-- YOUR GOAL --
Rewrite the listing below with "query" swapped for "prompt", leaving every other part unchanged.

--- EXERCISE MATERIALS ---

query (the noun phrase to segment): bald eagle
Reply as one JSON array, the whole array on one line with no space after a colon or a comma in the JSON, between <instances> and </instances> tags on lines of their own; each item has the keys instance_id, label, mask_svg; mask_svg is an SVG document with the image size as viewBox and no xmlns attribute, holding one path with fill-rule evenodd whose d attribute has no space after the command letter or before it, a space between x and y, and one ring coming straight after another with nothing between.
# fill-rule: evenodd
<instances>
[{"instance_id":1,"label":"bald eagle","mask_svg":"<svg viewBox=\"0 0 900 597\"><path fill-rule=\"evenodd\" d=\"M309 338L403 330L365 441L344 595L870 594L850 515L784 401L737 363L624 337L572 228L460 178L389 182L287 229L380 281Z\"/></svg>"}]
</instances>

---

-- ANSWER BELOW --
prompt (the noun phrase to segment): bald eagle
Reply as one JSON array, the whole array on one line with no space after a colon or a comma in the JSON, between <instances> and </instances> tags on lines of their own; each item has the keys instance_id, label, mask_svg; mask_svg is an SVG document with the image size as viewBox and no xmlns attribute, holding one path with fill-rule evenodd whose d attribute has no space after the command letter or before it, a space between x and y, and one ring coming straight after another with nothing between.
# fill-rule: evenodd
<instances>
[{"instance_id":1,"label":"bald eagle","mask_svg":"<svg viewBox=\"0 0 900 597\"><path fill-rule=\"evenodd\" d=\"M309 338L403 330L365 441L344 595L870 594L850 515L784 401L737 363L624 337L572 228L460 178L389 182L287 229L380 281Z\"/></svg>"}]
</instances>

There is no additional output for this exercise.